---------- Data supplied

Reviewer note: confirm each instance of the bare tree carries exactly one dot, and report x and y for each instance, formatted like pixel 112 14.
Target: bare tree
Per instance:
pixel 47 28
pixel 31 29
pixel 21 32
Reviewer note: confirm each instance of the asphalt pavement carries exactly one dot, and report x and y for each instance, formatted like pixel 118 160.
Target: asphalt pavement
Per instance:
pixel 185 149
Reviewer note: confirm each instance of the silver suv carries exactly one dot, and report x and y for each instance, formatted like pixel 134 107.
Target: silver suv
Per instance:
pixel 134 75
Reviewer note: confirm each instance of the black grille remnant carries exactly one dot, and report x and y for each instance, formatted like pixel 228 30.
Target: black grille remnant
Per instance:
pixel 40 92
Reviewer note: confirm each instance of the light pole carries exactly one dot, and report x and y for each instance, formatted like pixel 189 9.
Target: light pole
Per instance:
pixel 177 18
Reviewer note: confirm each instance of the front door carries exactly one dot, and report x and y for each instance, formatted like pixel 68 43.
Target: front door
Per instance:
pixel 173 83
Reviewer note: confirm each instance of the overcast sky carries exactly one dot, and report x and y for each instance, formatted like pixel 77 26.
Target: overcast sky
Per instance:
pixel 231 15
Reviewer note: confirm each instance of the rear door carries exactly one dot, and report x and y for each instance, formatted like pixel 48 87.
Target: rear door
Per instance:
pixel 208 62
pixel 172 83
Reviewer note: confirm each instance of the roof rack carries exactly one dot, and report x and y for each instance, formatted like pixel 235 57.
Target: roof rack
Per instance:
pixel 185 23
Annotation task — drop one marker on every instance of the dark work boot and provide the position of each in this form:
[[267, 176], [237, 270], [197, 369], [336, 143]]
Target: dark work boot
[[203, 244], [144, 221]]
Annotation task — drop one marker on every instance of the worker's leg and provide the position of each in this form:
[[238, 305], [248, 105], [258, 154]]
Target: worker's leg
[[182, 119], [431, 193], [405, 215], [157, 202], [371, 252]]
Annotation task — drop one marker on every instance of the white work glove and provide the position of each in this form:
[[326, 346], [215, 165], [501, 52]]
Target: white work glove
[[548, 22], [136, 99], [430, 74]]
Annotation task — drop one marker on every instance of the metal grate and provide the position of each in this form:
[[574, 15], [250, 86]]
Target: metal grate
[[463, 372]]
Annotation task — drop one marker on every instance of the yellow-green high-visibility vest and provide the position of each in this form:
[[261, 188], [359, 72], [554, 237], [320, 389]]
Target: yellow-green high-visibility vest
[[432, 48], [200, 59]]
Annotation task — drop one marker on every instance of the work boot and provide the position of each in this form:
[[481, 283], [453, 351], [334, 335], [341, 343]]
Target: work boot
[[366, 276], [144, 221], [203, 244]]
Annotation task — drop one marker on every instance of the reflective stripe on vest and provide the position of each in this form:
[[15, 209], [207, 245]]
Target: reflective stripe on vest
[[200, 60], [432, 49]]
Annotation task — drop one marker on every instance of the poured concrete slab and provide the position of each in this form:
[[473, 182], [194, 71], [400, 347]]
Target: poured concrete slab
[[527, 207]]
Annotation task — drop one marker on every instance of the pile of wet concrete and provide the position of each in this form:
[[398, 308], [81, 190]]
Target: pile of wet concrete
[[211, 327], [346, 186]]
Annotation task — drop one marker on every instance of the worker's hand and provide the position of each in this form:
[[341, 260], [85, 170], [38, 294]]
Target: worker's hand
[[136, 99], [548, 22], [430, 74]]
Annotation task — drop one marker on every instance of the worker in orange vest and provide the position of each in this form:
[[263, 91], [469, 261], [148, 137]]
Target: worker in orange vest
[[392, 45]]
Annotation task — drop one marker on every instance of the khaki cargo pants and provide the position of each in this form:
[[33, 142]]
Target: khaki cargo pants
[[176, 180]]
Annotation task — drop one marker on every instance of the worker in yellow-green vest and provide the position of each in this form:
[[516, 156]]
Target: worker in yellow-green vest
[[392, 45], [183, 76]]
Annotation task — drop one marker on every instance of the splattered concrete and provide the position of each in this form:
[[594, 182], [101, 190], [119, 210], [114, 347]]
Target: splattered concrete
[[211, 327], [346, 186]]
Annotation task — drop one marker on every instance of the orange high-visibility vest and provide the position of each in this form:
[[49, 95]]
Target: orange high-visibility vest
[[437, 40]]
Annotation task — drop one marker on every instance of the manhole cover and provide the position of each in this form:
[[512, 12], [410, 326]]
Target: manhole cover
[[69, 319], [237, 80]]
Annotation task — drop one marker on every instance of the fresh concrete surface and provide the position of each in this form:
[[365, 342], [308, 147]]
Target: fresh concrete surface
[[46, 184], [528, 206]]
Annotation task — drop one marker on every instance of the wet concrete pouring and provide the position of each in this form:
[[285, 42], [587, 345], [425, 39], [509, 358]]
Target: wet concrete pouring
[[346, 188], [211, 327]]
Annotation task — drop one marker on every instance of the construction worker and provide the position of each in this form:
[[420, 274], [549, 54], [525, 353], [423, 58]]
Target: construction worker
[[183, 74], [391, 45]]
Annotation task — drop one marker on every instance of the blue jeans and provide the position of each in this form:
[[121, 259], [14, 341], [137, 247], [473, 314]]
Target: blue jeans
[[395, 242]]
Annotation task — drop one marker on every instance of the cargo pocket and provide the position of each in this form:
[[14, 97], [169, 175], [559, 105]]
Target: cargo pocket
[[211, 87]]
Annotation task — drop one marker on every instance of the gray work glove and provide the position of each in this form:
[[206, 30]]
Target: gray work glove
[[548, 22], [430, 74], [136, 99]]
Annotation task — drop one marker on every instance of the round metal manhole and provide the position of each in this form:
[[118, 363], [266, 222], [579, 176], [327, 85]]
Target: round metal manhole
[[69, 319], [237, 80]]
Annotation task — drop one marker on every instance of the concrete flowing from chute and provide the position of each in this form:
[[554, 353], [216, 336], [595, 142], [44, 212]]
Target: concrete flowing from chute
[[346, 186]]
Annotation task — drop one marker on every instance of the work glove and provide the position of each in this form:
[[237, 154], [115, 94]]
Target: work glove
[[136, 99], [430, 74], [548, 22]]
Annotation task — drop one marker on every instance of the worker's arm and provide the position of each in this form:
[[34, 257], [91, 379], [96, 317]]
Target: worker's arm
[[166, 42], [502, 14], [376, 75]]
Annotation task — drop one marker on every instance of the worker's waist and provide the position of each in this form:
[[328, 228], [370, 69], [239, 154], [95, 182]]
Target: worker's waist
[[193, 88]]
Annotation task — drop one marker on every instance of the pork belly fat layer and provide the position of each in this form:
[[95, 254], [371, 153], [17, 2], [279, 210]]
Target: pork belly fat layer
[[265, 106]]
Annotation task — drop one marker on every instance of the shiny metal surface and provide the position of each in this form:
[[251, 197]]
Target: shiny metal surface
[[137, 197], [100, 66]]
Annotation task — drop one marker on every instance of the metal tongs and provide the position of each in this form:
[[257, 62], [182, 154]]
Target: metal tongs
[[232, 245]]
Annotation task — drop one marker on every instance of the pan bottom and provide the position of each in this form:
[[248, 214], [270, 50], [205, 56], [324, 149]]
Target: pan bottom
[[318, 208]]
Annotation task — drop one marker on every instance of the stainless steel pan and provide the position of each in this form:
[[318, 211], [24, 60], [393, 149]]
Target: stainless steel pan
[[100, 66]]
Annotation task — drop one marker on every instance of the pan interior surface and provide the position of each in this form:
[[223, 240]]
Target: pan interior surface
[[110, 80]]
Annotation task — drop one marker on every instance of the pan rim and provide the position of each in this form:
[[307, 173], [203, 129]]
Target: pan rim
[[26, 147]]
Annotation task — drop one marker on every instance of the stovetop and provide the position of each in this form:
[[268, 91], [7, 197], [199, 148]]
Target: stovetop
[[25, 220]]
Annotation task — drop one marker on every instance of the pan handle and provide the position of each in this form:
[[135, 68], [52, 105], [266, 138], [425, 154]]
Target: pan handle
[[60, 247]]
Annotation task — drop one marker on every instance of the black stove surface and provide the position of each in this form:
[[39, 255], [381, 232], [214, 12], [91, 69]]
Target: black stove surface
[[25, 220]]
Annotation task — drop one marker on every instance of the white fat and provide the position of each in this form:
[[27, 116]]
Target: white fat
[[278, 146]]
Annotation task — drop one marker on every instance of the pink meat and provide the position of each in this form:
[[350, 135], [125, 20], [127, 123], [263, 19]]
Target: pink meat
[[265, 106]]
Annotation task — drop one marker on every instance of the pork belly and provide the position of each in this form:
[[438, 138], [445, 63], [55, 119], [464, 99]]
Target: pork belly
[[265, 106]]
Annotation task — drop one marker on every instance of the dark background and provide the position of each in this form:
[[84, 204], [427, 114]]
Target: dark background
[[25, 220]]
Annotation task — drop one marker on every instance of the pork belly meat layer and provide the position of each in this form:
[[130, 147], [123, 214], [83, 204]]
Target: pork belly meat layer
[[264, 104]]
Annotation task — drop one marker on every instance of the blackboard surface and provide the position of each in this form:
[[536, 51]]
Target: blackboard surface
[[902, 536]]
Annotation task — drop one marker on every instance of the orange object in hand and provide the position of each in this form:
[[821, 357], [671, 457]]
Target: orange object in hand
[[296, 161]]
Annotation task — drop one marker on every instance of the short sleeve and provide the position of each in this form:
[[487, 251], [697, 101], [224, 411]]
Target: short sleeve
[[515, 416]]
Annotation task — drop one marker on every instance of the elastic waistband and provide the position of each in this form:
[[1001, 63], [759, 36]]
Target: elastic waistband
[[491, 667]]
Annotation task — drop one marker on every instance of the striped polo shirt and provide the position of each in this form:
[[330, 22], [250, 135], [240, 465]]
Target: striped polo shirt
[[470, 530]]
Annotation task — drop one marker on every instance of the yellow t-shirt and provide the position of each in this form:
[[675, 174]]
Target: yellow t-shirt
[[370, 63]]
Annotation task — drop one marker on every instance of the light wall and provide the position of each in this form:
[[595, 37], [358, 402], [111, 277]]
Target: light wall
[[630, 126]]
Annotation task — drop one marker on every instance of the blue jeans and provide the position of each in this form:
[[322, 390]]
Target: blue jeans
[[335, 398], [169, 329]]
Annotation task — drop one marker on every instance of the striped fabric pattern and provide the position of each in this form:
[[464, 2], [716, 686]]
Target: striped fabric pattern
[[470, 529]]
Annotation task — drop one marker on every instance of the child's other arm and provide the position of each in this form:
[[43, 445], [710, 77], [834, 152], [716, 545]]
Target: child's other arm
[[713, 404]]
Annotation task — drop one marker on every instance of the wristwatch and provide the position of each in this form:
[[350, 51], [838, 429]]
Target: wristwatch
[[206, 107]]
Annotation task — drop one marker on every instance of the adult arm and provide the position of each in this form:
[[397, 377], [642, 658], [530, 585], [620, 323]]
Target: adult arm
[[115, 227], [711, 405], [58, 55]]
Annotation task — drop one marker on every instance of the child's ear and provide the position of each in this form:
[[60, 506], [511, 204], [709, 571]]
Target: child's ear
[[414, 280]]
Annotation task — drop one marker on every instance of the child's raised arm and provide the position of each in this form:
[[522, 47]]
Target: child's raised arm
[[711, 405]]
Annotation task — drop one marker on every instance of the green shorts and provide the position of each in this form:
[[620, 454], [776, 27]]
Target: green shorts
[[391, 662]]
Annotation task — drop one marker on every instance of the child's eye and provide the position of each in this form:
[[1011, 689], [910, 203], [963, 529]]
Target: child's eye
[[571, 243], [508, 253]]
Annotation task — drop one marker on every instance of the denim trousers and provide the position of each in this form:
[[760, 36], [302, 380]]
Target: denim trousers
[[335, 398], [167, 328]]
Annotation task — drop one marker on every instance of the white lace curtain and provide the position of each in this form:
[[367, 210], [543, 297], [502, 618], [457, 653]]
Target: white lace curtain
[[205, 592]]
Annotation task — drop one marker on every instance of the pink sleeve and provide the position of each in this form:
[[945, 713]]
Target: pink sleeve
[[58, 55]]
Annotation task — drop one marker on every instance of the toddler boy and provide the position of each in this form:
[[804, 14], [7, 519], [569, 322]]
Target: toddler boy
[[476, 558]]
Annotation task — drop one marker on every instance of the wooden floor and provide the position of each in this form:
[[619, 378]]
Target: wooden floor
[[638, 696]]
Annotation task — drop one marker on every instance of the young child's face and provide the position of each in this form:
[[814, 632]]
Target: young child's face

--------------------

▶ [Problem description]:
Could you give again exactly the lines from the line containing "the child's raised" through the final line of the data above, and no others?

▶ [Solution to this exercise]:
Annotation task — drop one marker on every instance of the child's raised arm and provide the position of each in this form:
[[522, 47]]
Target: child's raised arm
[[711, 405]]
Annotation task — drop one marker on every instance of the green shorts and provide the position of each in this form:
[[620, 454], [776, 27]]
Target: green shorts
[[391, 662]]
Annotation task — drop one marker on every instance of the child's eye and provide the position of each in this form:
[[1011, 689], [910, 203], [963, 529]]
Target: child's eye
[[571, 243], [508, 253]]
Annotation task — drop one marker on every instance of the denim trousers and provide the position of each in this form:
[[760, 36], [302, 380]]
Target: denim trousers
[[335, 398], [167, 328]]
Annotation task — drop one marker on every instance of the white lace curtain and provide the position of each in this form:
[[367, 210], [543, 297], [502, 618], [457, 653]]
Target: white lace curtain
[[205, 592]]
Annotation task — drop one marker on every instance of the pink sleeve and provide the position of each in this form:
[[945, 713]]
Target: pink sleeve
[[58, 55]]
Annotation task — drop one marker on every instance of the toddler boy and provide the position of each in this form:
[[804, 14], [7, 519], [569, 322]]
Target: toddler boy
[[476, 558]]
Annotation task — drop one marker on every instance of the wooden floor and provide the position of each in this form:
[[619, 378]]
Target: wooden floor
[[638, 696]]
Annotation task — drop one marker on every instance of the young child's face and provide the position of each in this form:
[[814, 632]]
Target: young child's face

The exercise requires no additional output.